▶ _What the exercise asks_
Provide the records once more, identical to the original.

▶ _Records provided_
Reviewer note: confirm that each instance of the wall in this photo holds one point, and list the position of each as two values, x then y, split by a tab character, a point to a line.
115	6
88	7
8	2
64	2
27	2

▶ _Reply to the exercise_
Reviewer note: confirm that each instance of the wall in this photo holds one point, and list the position of each as two values, x then y, split by a tab character, a point to a line.
115	6
88	7
8	2
64	2
27	2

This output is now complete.